With nothing omitted, transcribe the entries exactly as written.

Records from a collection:
[Start of section]
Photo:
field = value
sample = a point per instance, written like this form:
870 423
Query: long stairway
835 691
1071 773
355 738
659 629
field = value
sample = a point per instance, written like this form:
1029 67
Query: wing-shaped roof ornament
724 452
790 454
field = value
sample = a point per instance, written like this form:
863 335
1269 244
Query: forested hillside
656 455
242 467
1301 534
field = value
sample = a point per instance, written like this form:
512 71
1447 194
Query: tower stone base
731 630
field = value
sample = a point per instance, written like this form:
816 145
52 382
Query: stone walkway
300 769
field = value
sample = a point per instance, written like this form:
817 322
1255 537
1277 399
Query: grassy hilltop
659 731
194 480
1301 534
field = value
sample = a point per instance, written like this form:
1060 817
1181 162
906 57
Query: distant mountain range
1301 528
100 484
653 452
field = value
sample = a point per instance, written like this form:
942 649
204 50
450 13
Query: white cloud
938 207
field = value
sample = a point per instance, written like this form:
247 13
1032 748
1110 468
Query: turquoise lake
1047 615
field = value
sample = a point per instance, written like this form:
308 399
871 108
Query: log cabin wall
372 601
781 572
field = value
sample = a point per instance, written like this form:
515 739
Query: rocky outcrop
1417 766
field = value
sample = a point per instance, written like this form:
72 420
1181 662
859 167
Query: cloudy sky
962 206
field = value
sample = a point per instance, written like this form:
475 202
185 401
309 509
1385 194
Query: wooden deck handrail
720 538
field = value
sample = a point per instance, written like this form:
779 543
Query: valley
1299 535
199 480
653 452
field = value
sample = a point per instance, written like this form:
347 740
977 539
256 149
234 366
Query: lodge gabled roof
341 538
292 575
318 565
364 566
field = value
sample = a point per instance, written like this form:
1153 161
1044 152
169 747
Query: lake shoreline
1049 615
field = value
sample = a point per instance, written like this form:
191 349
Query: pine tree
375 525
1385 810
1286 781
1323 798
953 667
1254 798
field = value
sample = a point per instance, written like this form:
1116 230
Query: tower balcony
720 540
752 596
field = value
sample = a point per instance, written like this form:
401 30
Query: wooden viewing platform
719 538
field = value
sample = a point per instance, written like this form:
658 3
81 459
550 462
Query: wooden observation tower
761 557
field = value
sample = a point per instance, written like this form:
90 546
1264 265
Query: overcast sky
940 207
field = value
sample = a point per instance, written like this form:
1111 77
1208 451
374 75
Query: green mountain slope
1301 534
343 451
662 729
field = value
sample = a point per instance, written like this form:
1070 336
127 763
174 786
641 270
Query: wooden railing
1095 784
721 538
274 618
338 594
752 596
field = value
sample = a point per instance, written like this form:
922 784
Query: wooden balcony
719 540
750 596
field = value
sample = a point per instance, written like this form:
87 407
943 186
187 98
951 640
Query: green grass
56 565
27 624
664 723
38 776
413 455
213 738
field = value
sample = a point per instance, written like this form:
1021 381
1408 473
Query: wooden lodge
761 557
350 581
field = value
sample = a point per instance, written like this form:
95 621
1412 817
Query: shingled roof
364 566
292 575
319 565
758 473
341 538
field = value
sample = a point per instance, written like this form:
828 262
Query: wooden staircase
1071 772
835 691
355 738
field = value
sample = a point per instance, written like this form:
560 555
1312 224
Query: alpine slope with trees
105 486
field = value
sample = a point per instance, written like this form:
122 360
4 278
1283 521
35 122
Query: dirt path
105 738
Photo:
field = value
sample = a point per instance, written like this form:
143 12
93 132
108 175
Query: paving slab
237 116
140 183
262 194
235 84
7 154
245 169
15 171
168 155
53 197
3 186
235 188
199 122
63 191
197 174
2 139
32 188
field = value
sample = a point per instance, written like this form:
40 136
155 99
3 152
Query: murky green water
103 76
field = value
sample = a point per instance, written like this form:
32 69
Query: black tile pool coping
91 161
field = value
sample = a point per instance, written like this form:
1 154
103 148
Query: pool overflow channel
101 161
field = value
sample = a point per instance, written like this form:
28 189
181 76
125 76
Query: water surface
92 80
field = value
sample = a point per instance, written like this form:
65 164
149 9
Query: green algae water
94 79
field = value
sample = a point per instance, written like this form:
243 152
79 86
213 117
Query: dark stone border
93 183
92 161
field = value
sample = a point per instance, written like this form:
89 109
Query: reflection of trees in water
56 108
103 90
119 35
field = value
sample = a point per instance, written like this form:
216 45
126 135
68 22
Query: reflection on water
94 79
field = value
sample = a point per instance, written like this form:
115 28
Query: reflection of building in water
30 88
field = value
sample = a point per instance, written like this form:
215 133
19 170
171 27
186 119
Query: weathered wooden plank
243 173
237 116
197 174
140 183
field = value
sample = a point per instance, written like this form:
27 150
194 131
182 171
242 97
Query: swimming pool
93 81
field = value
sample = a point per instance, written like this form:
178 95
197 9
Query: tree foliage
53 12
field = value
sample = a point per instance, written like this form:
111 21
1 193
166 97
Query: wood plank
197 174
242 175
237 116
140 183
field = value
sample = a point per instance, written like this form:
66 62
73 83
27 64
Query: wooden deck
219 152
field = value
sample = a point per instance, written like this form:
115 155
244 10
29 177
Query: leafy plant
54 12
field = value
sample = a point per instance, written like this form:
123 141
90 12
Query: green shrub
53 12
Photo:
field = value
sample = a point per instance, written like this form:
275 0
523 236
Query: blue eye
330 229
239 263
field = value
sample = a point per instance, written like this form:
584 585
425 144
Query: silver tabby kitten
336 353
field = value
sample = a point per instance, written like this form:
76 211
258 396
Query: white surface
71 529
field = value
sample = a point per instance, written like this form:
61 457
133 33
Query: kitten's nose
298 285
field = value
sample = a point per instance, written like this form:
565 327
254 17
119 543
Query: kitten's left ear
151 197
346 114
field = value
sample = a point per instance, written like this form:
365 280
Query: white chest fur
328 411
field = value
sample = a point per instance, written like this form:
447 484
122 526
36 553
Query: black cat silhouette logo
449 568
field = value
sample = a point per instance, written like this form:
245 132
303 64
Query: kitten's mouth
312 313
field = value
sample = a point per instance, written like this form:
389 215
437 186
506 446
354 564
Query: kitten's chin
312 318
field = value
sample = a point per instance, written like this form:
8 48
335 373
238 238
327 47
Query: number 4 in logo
[End of section]
— EXPECTED OUTPUT —
Photo:
field = value
sample = a point per instance, written like this form:
870 423
Query: long stairway
835 691
1071 773
355 738
659 629
field = value
sample = a point per instance, written like this form:
1029 67
Query: wing-shaped roof ornament
724 452
790 454
field = value
sample = a point per instance, written like this form:
863 335
1269 244
Query: forested hillside
656 455
242 467
1301 534
field = value
sample = a point per instance, written like this form:
512 71
1447 194
Query: tower stone base
731 630
field = value
sample = a point per instance, written like this form:
816 145
52 382
Query: stone walkway
300 769
field = value
sample = a point per instance, written like this form:
817 322
1255 537
1277 399
Query: grassy hilltop
659 731
194 480
1301 534
field = value
sample = a point per instance, written like this form:
1060 817
1181 162
906 57
Query: distant mountain range
1301 528
100 484
653 452
field = value
sample = a point per instance, written like this form:
942 649
204 50
450 13
Query: white cloud
938 207
field = value
sample = a point per instance, written like this form:
247 13
1032 748
1110 468
Query: turquoise lake
1047 615
field = value
sample = a point per instance, written like this form:
308 399
871 108
Query: log cabin wall
372 601
781 572
field = value
sample = a point per instance, written like this form:
515 739
Query: rocky outcrop
1417 766
field = value
sample = a point per instance, written like this form:
72 420
1181 662
859 167
Query: cloudy sky
962 206
field = value
sample = a point per instance, written like this form:
475 202
185 401
309 509
1385 194
Query: wooden deck handrail
720 538
field = value
sample = a point per instance, written like this form:
779 543
Query: valley
1299 535
199 480
653 452
field = value
sample = a point per instance, written like this form:
347 740
977 539
256 149
234 366
Query: lodge gabled roof
341 538
292 575
318 565
364 566
field = value
sample = a point per instance, written like this form:
1153 161
1044 152
169 747
Query: lake shoreline
1049 615
field = value
sample = a point per instance, written like this form:
191 349
Query: pine tree
375 525
1385 810
1286 781
1323 798
953 667
1254 798
field = value
sample = a point per instance, written like this form:
1116 230
Query: tower balcony
720 540
752 596
field = value
sample = a point per instance, written like this form:
401 30
Query: wooden viewing platform
719 538
field = value
sample = a point per instance, written like this form:
658 3
81 459
550 462
Query: wooden observation tower
761 557
field = value
sample = a point per instance, written like this form:
90 546
1264 265
Query: overcast sky
940 207
field = value
sample = a point per instance, written like this form:
1111 77
1208 451
374 75
Query: green mountain slope
1301 534
343 451
662 729
field = value
sample = a point per instance, written like this form:
1070 336
127 763
174 786
641 270
Query: wooden railing
1095 784
721 538
274 618
338 594
752 596
field = value
sample = a point per instance, written like this form:
922 784
Query: wooden balcony
719 540
750 596
field = value
sample = a point per instance, written like this form:
87 407
943 186
187 98
951 640
Query: green grass
56 565
27 624
664 723
38 776
413 455
213 738
field = value
sample = a point per instance, written like this form:
1021 381
1408 473
Query: wooden lodge
761 557
350 581
field = value
sample = a point per instance, written like this form:
95 621
1412 817
Query: shingled roof
364 566
292 575
319 565
758 473
341 538
field = value
sample = a point per instance, written like this form:
828 262
Query: wooden staircase
1071 772
835 691
355 738
field = value
sample = a point per instance, written like this form:
560 555
1312 224
Query: alpine slope with trees
105 486
field = value
sample = a point per instance, written like this form:
122 360
4 278
1283 521
35 122
Query: dirt path
105 738
Photo:
field = value
sample = a point per instance, written like this form:
143 12
93 132
108 175
Query: paving slab
237 116
140 183
262 194
235 84
7 154
245 169
15 171
168 155
53 197
3 186
235 188
199 122
63 191
197 174
2 139
32 188
field = value
sample = a point per instance, written like this form:
40 136
155 99
3 152
Query: murky green water
103 76
field = value
sample = a point per instance, written like this form:
32 69
Query: black tile pool coping
91 161
field = value
sample = a point per instance, written like this form:
1 154
103 148
Query: pool overflow channel
101 161
field = value
sample = a point per instance, written like this form:
28 189
181 76
125 76
Query: water surface
92 80
field = value
sample = a point per instance, written like this form:
65 164
149 9
Query: green algae water
94 79
field = value
sample = a point per instance, written like this form:
243 152
79 86
213 117
Query: dark stone border
93 183
92 161
field = value
sample = a point per instance, written like this form:
89 109
Query: reflection of trees in water
56 108
103 90
119 35
field = value
sample = a point per instance, written like this form:
216 45
126 135
68 22
Query: reflection on water
94 79
field = value
sample = a point per instance, written like this form:
115 28
Query: reflection of building in water
30 88
field = value
sample = a point per instance, written like this form:
215 133
19 170
171 27
186 119
Query: weathered wooden plank
243 173
237 116
197 174
140 183
field = value
sample = a point per instance, written like this form:
27 150
194 131
182 171
242 97
Query: swimming pool
93 81
field = value
sample = a point per instance, written like this form:
178 95
197 9
Query: tree foliage
53 12
field = value
sample = a point per instance, written like this form:
111 21
1 193
166 97
Query: wood plank
197 174
242 175
237 116
140 183
field = value
sample = a point per instance, written like this form:
66 62
73 83
27 64
Query: wooden deck
219 152
field = value
sample = a point per instance, written like this form:
115 155
244 10
29 177
Query: leafy plant
54 12
field = value
sample = a point per instance, written like this form:
123 141
90 12
Query: green shrub
53 12
Photo:
field = value
sample = a point per instance, written like this form:
275 0
523 236
Query: blue eye
330 229
239 263
field = value
sample = a point per instance, written like this form:
584 585
425 144
Query: silver tabby kitten
336 353
field = value
sample = a point per instance, written like this form:
76 211
258 396
Query: white surface
71 529
field = value
sample = a point per instance, written like this form:
61 457
133 33
Query: kitten's nose
298 285
field = value
sample = a point per instance, written like this form:
565 327
254 17
119 543
Query: kitten's left ear
151 197
346 114
field = value
sample = a point per instance, written like this form:
365 280
Query: white chest fur
328 411
field = value
sample = a point per instance, written like this form:
447 484
122 526
36 553
Query: black cat silhouette logo
449 568
field = value
sample = a point per instance, written like this form:
245 132
303 64
Query: kitten's mouth
312 313
field = value
sample = a point per instance, written like this form:
389 215
437 186
506 446
354 564
Query: kitten's chin
312 318
field = value
sample = a point per instance, written like this form:
8 48
335 373
238 238
327 47
Query: number 4 in logo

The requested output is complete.